- _Exercise_
In the experimental section, what apparatus was used to measure melting points?

*** Text section Section Begins ***

This study represents the first comprehensive phytochemical investigation of Smilax canariensis, leading to the identification of novel triterpenes and sterols, as well as several known compounds. These findings underscore the chemical and pharmacological potential of this endemic species, paving the way for further studies on its bioactive properties.
3. Experimental
3.1. General
Melting points were measured on a Reichert Thermovar apparatus without correction. Optical rotations were recorded on a Perkin Elmer 2H polarimeter equipped with a 1 dm cell. NMR spectra (1H and 13C) were obtained via Bruker Advance II 500 and Bruker Advance III 600 spectrometers in CDCl3, C6D6, CD3COCD3, and C5D5N, with residual solvent signals serving as internal references, (δH 7.26; δC 76.7), (δH 7.16; δC 128.39), (δH 2.05, δC 29.92), and (δH 8.74, 7.58, 7.22; δC 150.35, 135.91, 123.87), respectively. The pulse conditions for 1D and 2D NMR were as follows [10]. Mass spectrometry (ESI-TOF and EI-MS) was performed using a Micromass LCT Premier XE and a Micromass Autospec instrument at 70 eV, respectively. Column chromatography was performed on Amberlite XAD 2 (Supelco XAD -2-3019), Sephadex LH-20 Pharmacia (ref. 17-0090-01), silica gel (Merck 2300-400 mesh), octadecyl-functionalized silica gel (Aldrich 377635-1006) and analytical TLC Merck Kieselget 60 F254. HPLC separations were carried out on a JASCO Pu-980 series pumping system equipped with a JASCO UV-975 detector and a Waters Kromasil Si 5 mm (10 × 250 mm) column. A Mackerey-Nagel VP 250/10 nucleodur Sphinx RP 5 µm column was used for HPLC‒RP chromatography; chromatograms were visualized under UV light at 255 and 366 nm and/or sprayed with oleum followed by heating. All the solvents were distilled before use. For acetylations, dry phenolic material was dissolved in the minimum volume of pyridine. Two times the amount of acetic anhydride was added, and the mixture was left to stand overnight at ambient temperature. The mixture was then diluted with H2O and extracted three times with ethyl acetate. The organic phase was evaporated at reduced pressure, and the residue was further purified by HPLC (SiO2 column) using EtOAc-hexane as the eluent. NMR spectra are given in the Supplementary Material (Figures S1-S19).

*** Text section Section Ends ***
*** Extracted entries Section Begins ***

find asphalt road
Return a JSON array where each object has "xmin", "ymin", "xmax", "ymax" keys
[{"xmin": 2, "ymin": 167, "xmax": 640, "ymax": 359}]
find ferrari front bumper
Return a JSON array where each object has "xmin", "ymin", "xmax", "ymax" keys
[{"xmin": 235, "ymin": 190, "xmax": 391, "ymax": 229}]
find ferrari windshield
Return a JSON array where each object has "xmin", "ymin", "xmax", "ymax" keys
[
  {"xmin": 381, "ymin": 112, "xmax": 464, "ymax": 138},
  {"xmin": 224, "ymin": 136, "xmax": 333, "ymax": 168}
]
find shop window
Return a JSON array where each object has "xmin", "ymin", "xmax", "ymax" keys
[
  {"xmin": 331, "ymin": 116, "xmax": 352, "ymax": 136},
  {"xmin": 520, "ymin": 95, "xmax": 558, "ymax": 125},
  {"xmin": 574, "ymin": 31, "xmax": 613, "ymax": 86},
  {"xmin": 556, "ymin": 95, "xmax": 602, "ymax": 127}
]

*** Extracted entries Section Ends ***

- _Answer to the exercise_
A Reichert Thermovar apparatus, without correction.